• What to work on: Rewrite the fluorescence text from "Naphthalene, as shown" up to and including "Phenanthrene from Naphthalene.", substituting "Anthracene" for every occurrence of "Phenanthrene".

• Source text:
▬▬▬

Naphthalene, as shown in Figure 5, also has an identifiable emission spectrum as pronounced by the 683 nm emission peak at 532 nm excitation. Naphthalene and Phenanthrene have similar spectrum profiles at 355 nm excitation, the higher peak intensity at 818 nm distinguishes Phenanthrene from Naphthalene.

Figure 5
figure 5

Naphthalene Fluorescence. Emission Spectra of naphthalene powdered dolomite, and a 50/50 by volume mixture of dolomite and naphthalene when excited at proposed excitation wavelengths (266 nm, 355 nm, and 532 nm). The molecular structure and formula is shown on the 532 nm emission graph.

Table 2 Summary of PAH spectrum characteristics for each of the polycyclic aromatic hydrocarbons shown above as measured for this study using a Shimadzu 1501 Fluorometer

The Martian surface contains superoxides [39] and therefore, oxidized polycyclic aromatic hydrocarbons (naphthol and cresol) were measured and compared to species without the addition of a hydroxyl group. As shown in Figure 6, naphthol, powdered dolomite, and the 50% naphthol, 50% dolomite by volume mixture have relatively similar emission spectrum. Some differences are the relative fluorescent units at 266 nm excitation and the naphthol emission peak at 355 nm excitation. Cresol, as shown in Figure 7, has a distinct emission spectrum for each excitation wavelength. At 266 nm excitation the cresol spectrum has a less fluorescence than dolomite. At 355 nm Cresol has an enhanced fluorescence followed from 380 to 440 nm. At 532 nm the dolomite has an emission peak centered at 796 nm. The hydroxyl radical alters the emission spectrum of the PAHs, by reducing the fluorescence as seen between the Naphthalene and Naphthol in Figure 8.

Figure 6
figure 6

Napthol Fluorescence. Emission spectra of napthol, powdered dolomite, and a 50/50 mix when excited excitation wavelengths 266 nm, 355 nm, and 532 nm. The molecular structure and formula is shown on the 532 nm emission graph.

Figure 7
figure 7

Cresol Fluorescence. Emission spectra of cresol, powdered dolomite, and a 50/50 mix when excited excitation wavelengths 266 nm, 355 nm, and 532 nm. The molecular structure and formula is shown on the 532 nm emission graph.

▬▬▬

[Position annotation records]
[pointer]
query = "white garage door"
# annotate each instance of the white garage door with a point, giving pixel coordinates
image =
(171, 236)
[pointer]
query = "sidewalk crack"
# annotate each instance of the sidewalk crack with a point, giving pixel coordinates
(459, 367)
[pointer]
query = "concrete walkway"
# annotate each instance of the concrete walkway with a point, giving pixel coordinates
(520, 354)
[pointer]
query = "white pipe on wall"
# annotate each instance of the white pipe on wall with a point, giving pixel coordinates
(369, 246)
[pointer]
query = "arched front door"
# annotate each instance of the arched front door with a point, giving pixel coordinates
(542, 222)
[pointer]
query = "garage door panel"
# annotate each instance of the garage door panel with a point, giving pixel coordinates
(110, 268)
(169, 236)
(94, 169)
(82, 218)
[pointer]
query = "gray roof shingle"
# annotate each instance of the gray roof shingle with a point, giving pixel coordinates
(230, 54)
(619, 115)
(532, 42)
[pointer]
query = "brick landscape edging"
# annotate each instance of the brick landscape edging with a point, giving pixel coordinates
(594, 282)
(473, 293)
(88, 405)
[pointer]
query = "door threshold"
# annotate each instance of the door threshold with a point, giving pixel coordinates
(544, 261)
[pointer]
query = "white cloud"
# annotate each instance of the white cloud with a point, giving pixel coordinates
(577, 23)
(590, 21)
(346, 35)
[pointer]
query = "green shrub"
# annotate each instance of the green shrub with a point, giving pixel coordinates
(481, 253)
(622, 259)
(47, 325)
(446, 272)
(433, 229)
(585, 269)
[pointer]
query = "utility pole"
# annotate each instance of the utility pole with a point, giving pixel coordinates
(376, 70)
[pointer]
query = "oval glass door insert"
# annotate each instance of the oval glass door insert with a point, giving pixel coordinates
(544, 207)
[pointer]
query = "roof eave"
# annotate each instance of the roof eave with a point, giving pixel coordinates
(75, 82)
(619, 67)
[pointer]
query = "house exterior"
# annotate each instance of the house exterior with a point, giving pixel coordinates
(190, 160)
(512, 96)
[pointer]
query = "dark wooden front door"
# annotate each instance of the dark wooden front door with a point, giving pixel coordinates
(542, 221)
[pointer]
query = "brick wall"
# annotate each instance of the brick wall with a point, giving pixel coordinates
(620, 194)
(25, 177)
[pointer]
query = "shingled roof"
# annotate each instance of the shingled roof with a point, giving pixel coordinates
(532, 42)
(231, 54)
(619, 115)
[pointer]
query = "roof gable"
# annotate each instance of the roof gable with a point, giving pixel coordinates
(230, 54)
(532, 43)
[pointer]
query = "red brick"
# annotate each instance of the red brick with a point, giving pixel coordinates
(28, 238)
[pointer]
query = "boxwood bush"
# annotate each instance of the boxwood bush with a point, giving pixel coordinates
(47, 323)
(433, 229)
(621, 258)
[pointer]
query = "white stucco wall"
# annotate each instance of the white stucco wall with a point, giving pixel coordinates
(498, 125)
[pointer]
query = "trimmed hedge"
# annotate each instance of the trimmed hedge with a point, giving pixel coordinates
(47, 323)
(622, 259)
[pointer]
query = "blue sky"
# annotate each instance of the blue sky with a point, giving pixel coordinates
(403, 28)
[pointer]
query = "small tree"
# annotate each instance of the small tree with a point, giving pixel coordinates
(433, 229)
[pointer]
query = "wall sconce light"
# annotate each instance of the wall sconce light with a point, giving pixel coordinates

▬▬▬

• Result:
Naphthalene, as shown in Figure 5, also has an identifiable emission spectrum as pronounced by the 683 nm emission peak at 532 nm excitation. Naphthalene and Anthracene have similar spectrum profiles at 355 nm excitation, the higher peak intensity at 818 nm distinguishes Anthracene from Naphthalene.